EXERCISE DESCRIPTION >> Look through the material below and copy exactly the lines from the line with "pixel 635 583." to the line with "pixel 1023 704.", those two lines included.

BEGIN DATA UNDER STUDY

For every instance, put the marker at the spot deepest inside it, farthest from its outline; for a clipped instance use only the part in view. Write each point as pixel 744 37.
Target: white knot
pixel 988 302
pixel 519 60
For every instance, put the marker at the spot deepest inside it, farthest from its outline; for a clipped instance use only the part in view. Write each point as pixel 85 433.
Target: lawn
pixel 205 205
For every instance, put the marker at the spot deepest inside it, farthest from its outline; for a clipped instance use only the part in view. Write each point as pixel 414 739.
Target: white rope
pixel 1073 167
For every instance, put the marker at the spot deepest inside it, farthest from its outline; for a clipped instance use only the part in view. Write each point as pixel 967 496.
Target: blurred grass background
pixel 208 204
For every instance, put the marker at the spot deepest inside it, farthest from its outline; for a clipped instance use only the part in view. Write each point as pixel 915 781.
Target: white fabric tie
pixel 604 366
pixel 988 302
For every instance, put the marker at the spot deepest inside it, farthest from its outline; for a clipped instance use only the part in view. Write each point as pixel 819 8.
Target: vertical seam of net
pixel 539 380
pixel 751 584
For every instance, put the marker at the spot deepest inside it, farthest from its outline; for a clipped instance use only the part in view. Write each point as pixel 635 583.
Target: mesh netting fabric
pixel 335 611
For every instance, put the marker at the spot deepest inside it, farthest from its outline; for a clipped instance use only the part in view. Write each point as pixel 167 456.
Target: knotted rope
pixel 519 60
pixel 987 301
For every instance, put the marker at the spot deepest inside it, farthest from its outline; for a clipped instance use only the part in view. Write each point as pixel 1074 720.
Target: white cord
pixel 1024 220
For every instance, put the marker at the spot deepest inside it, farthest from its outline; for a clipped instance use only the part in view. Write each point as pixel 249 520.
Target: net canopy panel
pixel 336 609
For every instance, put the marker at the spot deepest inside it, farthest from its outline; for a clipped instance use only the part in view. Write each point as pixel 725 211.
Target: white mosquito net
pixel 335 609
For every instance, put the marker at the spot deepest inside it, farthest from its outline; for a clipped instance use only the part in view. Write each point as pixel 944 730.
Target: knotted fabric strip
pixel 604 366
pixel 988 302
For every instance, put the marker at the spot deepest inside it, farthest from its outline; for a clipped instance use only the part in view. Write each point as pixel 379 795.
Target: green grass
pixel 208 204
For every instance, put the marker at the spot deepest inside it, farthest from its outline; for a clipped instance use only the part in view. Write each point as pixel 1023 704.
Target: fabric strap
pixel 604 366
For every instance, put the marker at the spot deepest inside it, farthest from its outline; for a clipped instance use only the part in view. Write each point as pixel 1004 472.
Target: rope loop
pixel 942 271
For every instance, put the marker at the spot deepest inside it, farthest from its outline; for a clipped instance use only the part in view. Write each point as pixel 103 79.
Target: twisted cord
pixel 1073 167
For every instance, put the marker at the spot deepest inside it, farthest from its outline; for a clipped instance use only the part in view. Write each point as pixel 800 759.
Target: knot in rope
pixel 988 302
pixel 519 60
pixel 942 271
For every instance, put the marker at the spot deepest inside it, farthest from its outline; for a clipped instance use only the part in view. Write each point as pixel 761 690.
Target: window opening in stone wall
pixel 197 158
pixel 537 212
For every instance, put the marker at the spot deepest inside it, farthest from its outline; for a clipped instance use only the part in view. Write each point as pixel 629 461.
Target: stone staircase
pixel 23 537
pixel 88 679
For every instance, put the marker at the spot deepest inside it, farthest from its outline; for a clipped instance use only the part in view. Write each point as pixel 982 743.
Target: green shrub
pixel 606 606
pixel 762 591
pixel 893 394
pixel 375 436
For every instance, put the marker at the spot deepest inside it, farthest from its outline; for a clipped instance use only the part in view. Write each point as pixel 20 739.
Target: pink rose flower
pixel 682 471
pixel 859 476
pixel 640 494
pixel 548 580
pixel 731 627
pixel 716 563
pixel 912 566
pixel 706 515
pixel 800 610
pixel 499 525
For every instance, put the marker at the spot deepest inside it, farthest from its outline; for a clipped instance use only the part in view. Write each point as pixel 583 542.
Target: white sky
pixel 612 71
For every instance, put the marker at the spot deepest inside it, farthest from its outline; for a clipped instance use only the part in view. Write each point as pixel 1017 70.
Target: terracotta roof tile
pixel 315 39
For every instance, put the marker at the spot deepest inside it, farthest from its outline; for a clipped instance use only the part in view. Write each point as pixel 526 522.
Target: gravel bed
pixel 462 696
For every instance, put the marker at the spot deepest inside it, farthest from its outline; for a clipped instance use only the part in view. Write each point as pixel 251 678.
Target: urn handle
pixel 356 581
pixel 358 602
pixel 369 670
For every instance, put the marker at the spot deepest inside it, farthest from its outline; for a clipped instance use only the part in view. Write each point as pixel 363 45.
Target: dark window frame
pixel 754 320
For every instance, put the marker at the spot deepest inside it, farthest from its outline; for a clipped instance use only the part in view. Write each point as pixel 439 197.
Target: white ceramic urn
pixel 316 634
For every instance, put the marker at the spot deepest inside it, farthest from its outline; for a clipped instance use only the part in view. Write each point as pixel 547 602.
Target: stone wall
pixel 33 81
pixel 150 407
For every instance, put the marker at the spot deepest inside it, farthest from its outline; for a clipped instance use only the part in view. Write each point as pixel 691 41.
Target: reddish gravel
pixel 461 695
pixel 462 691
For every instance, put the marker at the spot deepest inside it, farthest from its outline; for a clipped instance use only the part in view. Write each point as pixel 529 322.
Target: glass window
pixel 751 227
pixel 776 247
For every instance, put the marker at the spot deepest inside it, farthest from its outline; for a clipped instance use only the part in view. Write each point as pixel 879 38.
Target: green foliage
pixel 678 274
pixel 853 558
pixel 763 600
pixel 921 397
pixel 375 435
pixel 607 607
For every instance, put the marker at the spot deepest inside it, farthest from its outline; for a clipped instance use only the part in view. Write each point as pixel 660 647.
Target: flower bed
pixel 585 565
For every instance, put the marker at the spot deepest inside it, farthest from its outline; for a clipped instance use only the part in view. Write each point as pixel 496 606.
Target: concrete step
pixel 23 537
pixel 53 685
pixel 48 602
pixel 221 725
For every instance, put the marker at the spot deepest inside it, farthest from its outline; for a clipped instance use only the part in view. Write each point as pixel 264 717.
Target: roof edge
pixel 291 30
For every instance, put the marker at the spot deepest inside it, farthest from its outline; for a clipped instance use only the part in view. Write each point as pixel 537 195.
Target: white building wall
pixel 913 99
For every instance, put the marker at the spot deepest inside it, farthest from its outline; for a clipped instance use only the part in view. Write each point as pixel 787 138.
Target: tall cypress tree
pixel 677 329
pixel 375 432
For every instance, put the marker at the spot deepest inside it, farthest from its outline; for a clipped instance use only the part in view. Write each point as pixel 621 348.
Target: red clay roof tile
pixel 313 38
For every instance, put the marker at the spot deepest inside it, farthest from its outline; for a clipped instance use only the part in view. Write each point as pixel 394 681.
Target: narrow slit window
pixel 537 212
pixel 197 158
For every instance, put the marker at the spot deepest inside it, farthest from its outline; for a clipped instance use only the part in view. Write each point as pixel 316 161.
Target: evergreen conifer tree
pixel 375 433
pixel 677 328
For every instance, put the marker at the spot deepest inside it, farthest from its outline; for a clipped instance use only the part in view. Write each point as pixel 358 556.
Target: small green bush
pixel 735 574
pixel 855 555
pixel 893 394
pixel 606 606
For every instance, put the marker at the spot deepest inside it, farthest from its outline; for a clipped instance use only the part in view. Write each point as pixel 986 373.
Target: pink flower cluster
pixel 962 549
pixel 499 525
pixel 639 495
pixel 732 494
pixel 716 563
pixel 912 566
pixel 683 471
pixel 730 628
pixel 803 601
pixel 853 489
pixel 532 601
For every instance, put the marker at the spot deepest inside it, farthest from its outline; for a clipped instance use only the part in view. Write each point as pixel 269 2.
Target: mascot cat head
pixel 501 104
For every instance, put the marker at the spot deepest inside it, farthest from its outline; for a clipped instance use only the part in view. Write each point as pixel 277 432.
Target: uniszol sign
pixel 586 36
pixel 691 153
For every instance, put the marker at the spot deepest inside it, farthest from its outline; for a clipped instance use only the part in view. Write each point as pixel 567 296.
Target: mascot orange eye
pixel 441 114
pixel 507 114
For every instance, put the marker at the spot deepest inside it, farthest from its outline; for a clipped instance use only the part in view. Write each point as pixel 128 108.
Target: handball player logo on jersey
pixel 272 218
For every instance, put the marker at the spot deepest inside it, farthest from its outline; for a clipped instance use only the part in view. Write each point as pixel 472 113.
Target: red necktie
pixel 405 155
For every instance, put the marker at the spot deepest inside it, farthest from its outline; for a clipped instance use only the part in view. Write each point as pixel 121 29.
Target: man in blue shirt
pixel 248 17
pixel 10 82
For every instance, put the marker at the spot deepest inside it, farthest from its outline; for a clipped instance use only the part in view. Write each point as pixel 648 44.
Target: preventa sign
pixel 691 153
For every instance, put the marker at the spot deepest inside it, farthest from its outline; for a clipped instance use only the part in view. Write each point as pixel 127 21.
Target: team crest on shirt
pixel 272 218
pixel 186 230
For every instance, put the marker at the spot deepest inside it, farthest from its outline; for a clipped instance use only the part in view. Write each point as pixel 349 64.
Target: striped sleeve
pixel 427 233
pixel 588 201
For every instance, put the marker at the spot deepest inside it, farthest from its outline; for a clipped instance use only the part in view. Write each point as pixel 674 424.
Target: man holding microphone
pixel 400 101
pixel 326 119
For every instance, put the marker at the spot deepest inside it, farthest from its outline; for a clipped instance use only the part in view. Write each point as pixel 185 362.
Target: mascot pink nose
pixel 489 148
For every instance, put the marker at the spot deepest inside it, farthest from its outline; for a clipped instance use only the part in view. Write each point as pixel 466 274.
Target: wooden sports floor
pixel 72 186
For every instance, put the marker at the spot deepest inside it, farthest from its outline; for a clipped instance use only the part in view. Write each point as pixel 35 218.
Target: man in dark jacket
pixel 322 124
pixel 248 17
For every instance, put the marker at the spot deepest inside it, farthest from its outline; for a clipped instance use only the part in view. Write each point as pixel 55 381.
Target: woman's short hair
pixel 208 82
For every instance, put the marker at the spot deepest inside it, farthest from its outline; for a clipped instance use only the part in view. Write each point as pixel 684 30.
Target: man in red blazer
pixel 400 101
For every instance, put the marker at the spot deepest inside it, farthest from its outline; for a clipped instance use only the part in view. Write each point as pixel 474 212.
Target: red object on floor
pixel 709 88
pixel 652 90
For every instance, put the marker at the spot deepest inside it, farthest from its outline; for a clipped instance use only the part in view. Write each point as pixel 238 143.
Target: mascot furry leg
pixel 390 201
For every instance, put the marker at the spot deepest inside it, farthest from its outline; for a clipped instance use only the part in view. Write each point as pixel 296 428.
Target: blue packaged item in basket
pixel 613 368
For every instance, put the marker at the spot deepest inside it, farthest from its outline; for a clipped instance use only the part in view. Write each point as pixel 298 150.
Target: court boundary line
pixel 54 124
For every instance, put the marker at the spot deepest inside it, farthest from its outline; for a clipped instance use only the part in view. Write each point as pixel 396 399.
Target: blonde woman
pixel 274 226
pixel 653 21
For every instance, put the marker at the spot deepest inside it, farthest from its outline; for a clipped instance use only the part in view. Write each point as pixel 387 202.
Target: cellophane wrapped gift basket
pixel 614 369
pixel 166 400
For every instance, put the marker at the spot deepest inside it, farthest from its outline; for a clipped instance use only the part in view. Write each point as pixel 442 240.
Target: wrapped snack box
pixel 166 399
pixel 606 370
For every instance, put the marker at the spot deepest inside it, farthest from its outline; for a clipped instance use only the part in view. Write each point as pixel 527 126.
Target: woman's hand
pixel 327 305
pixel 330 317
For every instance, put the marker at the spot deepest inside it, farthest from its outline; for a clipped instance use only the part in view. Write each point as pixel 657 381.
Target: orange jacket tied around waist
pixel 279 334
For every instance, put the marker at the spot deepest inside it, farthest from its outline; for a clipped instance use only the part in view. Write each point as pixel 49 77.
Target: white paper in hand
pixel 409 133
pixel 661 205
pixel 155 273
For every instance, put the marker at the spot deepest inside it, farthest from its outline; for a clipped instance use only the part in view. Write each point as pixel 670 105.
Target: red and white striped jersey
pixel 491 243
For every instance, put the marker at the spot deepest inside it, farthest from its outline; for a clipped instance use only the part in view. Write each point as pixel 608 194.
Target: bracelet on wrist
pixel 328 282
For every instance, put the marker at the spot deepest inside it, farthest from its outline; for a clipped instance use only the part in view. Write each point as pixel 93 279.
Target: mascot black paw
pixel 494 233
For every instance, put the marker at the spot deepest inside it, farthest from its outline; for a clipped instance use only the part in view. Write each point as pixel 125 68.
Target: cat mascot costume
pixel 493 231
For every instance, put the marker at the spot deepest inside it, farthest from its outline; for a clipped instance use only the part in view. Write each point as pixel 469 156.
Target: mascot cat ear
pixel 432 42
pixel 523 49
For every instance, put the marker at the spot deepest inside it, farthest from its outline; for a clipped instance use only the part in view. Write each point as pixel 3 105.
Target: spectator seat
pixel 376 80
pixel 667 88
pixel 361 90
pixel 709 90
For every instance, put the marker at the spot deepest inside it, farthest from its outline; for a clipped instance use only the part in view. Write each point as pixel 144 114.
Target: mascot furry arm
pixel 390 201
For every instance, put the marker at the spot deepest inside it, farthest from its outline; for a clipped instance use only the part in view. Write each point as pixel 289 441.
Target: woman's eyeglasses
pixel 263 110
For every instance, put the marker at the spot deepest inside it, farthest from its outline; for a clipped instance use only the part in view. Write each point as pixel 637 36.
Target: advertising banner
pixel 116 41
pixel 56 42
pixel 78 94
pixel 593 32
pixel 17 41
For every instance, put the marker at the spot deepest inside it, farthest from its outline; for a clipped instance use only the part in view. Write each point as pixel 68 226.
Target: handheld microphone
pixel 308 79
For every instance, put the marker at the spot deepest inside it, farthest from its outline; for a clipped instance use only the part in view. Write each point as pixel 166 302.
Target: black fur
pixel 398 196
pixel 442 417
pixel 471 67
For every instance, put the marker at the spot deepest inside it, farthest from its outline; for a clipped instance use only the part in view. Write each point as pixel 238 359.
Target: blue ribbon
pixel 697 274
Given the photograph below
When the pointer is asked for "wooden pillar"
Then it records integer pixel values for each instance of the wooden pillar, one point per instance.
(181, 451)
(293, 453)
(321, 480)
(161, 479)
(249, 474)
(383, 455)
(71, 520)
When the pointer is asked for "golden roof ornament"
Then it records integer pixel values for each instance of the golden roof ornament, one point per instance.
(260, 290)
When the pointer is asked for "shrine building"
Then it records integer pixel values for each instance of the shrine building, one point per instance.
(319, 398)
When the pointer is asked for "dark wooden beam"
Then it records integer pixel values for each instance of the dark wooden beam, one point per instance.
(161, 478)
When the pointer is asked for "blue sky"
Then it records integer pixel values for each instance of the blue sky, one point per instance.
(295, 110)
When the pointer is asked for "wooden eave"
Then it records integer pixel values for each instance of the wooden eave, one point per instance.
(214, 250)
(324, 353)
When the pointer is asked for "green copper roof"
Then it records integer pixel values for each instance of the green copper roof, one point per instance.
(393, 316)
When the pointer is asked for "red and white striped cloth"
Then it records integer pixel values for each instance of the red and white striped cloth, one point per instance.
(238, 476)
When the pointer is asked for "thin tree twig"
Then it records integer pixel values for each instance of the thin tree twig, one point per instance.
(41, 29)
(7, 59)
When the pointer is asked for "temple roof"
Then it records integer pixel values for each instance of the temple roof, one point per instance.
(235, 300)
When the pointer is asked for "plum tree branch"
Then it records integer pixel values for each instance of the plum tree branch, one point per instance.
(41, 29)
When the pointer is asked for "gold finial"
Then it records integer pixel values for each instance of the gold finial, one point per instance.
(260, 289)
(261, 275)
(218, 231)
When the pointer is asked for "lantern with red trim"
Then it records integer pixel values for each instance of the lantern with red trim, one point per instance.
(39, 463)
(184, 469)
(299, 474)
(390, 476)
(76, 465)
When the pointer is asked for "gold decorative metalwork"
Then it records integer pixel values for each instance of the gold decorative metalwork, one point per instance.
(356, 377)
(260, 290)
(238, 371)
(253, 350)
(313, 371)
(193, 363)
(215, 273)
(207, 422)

END DATA UNDER STUDY

TASK SOLUTION >>
For every instance, put the marker at the spot deepest inside it, farthest from its outline; for a clipped instance use only the part in view. Write each point as pixel 635 583.
Target: mesh netting fabric
pixel 335 611
For every instance, put the marker at the spot deepest inside it, farthest from its outline; for a clipped instance use only the part in view. Write each point as pixel 167 456.
Target: knotted rope
pixel 519 60
pixel 987 301
For every instance, put the marker at the spot deepest inside it, farthest from its outline; for a clipped instance use only the part in view. Write each point as pixel 1074 720.
Target: white cord
pixel 1024 220
For every instance, put the marker at the spot deepest inside it, farthest from its outline; for a clipped instance use only the part in view. Write each point as pixel 249 520.
Target: net canopy panel
pixel 336 609
For every instance, put the marker at the spot deepest inside it, farthest from its outline; for a clipped instance use only the part in view. Write each point as pixel 725 211.
Target: white mosquito net
pixel 335 609
For every instance, put the marker at the spot deepest inside it, farthest from its outline; for a clipped instance use only the part in view. Write each point as pixel 944 730.
Target: knotted fabric strip
pixel 604 366
pixel 988 302
For every instance, put the marker at the spot deepest inside it, farthest from its outline; for a clipped instance use only the part in view. Write each point as pixel 379 795.
Target: green grass
pixel 208 204
For every instance, put the marker at the spot deepest inside it, farthest from its outline; for a clipped instance use only the part in view. Write each point as pixel 1023 704.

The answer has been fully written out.